SELECTED PASSAGE
★ ★ ★ ★ ★

AI: Yay or Nay, Niche by Niche
AI use, especially in visuals, is more or less acceptable depending on the niche. Some images or videos can be harmless in one context and damaging in another. Let’s settle this once and for all.
The least controversial place for AI creatives, as you might have already guessed, is adult. Here the offers are based on fantasies by default, so audiences don’t expect documentary-level authenticity in the same way they do elsewhere. Besides, animated characters are hardly a novelty in this genre, and AI simply introduces another art style, bordering hyperrealism. Generated models and avatars are okay, as long as you don’t pretend they represent real people. To sum it all up: if you decide to use AI creatives, don’t bait users with something human you can’t really deliver.
By the way, many popular AI models actively restrict or refuse 18+ prompts, so if you want to know which ones are still usable in the adult vertical, we’ve covered that in our AI model comparison overview:
Wellness, nutra and beauty are also body-related, but here AI needs the tightest leash. Don’t get us wrong, abstract lifestyle visuals with healthy routines and “I’ve got my life together” energy are all fair game. But if you fabricate snatched bodies after weight loss or glowing skin transformations, that’s deception. Do your creatives imply a real journey with personal results? Then AI should be nowhere near it.
Unlike adult offers, in dating, fantasy only goes so far. AI visuals can work at the ad level if they sell a vibe: romantic atmosphere, emotions, the idea of connection. But if the ad contains generated faces presented as “real singles near you” or, God forbid, deepfaked photos stolen from real people who never consented to be there, you are in trouble. The first one is misleading, the second is illegal and, anyway, nobody signs up hoping to talk to a synthetic person or something scraped from the internet.
Finance audiences are unusually sensitive to any kind of bullshit lie. For offers like trading, crypto or investing, AI is tolerable only for design polish or (we know, we’ve repeated it a lot in this section) abstract visuals. Conceptual charts, diagrams or graphics explaining ideas are also fine, but you must clearly mark them as illustrative. A big no: fake profits, imaginary dashboards, insider success stories that never happened or (that’s a cheesy one) an AI-generated guy flexing a Lambo as proof of success. You won’t get your credibility back if you step into that territory.

★ ★ ★ ★ ★

MATERIAL SUPPLIED
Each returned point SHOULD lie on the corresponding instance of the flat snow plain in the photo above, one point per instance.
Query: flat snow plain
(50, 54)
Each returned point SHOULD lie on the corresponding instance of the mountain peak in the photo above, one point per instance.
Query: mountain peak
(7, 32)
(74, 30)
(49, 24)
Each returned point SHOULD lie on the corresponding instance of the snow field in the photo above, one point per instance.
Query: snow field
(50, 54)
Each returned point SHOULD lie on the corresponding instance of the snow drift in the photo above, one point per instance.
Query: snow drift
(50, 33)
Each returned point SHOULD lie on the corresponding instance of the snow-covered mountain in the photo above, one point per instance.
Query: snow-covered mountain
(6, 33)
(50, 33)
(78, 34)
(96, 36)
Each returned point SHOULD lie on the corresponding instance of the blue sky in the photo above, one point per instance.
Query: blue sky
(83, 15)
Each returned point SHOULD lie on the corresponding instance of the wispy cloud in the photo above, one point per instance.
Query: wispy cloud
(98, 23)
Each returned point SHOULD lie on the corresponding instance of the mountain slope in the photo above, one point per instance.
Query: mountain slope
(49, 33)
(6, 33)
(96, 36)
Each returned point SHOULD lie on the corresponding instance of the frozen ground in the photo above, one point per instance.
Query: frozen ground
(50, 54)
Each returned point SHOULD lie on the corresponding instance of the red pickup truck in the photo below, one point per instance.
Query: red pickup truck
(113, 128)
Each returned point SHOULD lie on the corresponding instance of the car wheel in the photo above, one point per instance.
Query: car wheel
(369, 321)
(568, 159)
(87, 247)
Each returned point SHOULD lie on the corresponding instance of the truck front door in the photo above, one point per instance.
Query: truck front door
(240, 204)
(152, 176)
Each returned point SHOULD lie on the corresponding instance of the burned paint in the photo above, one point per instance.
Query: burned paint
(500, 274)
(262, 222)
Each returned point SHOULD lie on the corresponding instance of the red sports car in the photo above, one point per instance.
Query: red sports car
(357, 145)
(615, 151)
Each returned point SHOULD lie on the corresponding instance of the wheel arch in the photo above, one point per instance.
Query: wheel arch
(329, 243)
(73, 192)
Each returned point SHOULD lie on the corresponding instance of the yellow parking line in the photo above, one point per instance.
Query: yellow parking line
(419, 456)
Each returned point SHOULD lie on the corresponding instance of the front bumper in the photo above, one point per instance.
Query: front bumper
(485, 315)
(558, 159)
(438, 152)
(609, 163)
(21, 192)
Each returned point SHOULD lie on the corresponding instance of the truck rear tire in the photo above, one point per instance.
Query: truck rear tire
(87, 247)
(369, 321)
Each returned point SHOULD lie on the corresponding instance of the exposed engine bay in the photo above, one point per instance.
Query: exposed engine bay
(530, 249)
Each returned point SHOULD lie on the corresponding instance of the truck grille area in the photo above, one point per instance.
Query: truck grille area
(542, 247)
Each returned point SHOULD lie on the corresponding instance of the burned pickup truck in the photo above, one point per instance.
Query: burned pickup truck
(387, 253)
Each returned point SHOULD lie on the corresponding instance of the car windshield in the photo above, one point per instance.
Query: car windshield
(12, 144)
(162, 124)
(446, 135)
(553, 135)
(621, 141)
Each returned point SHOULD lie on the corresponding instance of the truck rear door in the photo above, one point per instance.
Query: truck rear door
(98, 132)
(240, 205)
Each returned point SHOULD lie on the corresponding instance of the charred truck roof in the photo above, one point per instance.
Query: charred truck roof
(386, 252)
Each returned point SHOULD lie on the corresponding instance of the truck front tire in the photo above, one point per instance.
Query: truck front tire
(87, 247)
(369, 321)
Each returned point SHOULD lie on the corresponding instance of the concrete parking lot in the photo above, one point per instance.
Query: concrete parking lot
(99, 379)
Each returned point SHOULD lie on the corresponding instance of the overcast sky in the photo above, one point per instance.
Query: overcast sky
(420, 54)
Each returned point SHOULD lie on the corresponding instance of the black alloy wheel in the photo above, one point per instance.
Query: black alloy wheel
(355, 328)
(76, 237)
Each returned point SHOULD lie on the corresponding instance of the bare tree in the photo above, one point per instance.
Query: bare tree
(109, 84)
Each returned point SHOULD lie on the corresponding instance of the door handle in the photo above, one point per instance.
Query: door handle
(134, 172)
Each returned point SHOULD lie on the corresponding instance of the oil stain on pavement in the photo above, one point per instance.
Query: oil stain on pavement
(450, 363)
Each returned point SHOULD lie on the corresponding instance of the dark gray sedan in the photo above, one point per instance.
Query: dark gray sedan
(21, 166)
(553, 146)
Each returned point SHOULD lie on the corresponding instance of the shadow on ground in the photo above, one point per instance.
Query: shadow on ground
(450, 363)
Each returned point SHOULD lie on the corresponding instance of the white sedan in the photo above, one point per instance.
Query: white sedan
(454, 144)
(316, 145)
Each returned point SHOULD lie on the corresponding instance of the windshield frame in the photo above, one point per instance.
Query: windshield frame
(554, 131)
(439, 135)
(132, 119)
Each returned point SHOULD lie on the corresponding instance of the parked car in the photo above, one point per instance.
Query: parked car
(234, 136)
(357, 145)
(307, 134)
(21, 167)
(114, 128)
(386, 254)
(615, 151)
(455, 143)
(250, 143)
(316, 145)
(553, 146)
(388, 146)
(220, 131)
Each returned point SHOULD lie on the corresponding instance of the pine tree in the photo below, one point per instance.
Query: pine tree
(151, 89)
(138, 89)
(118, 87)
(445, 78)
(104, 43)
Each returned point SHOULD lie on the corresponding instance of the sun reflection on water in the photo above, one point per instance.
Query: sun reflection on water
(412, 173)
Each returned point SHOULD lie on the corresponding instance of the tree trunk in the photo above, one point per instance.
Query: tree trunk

★ ★ ★ ★ ★

Rewrite the paragraph in the passage on AI use by niche above that begins "Unlike adult offers, in dating" as a short bulleted list that keeps its main facts.

EXERCISE RESPONSE
- Unlike in adult offers, fantasy goes only so far in dating.
- AI visuals can work in ads that sell a vibe: romantic atmosphere, emotions, the idea of connection.
- Generated faces presented as "real singles near you" are misleading.
- Deepfaked photos of real people who never consented are illegal.
- Nobody signs up hoping to talk to a synthetic person or something scraped from the internet.